ENTRIES SHOWN ->
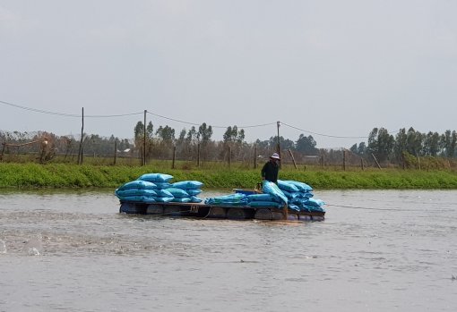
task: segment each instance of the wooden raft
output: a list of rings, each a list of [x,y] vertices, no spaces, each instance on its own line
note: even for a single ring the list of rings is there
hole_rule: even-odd
[[[286,218],[284,209],[244,206],[211,206],[203,203],[121,202],[119,213],[233,220],[284,220]],[[288,220],[323,221],[324,215],[325,212],[321,211],[296,211],[289,208],[287,211]]]

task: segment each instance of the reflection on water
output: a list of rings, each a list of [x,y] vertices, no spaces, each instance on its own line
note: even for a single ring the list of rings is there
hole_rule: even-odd
[[[315,193],[323,222],[130,215],[112,190],[0,191],[0,311],[455,310],[457,191]]]

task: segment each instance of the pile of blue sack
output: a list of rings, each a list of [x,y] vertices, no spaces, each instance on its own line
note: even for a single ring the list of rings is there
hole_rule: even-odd
[[[322,211],[325,203],[314,198],[313,188],[297,181],[278,180],[278,188],[289,200],[289,207],[297,211]]]
[[[313,188],[297,181],[278,180],[278,184],[263,181],[262,193],[235,193],[206,198],[204,203],[214,206],[244,206],[252,207],[283,208],[286,205],[297,211],[324,212],[321,199],[314,198]]]
[[[115,190],[120,201],[151,203],[200,203],[198,195],[203,183],[199,181],[171,182],[173,176],[167,173],[145,173]]]

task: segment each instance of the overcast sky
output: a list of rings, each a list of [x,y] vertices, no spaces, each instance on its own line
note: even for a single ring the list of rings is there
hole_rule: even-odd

STATED TASK ->
Will you set down the records word for word while leaving out every picture?

WRITTEN ANSWER ->
task: segment each instance of the wooden raft
output: a list of rings, each a list of [x,y] vertices, no spaces, each instance on its own line
note: even for a single ring the list of rings is there
hole_rule: even-odd
[[[286,218],[284,209],[244,206],[211,206],[203,203],[121,202],[119,213],[233,220],[284,220]],[[288,220],[323,221],[324,215],[325,212],[321,211],[296,211],[289,208],[287,211]]]

task: segment each instance of the reflection on water
output: a list of rings, each a list of [x,y] vertices, no spaces, each instance on its own line
note: even for a single ring the list of rings is there
hole_rule: even-odd
[[[315,193],[323,222],[130,215],[112,190],[0,191],[0,311],[455,310],[457,191]]]

task: segment each instance of the pile of blue sack
output: a list of rings, each a list of [x,y] vertices, no spaces, each instance on its own line
note: even for a single ring the list of rings is there
hole_rule: even-odd
[[[322,211],[325,203],[314,198],[313,188],[297,181],[278,180],[278,188],[289,200],[289,207],[297,211]]]
[[[313,188],[297,181],[278,180],[278,184],[263,181],[262,193],[235,193],[206,198],[204,203],[214,206],[244,206],[252,207],[283,208],[286,205],[297,211],[324,212],[321,199],[314,198]]]
[[[115,190],[120,201],[151,203],[200,203],[198,195],[203,183],[199,181],[171,182],[173,176],[167,173],[145,173]]]

task: segment each instance of the overcast sky
output: a list of rings, each a list of [x,y] vertices, no spaces, each instance on its own line
note: even for a single ring the list of rings is there
hole_rule: even-odd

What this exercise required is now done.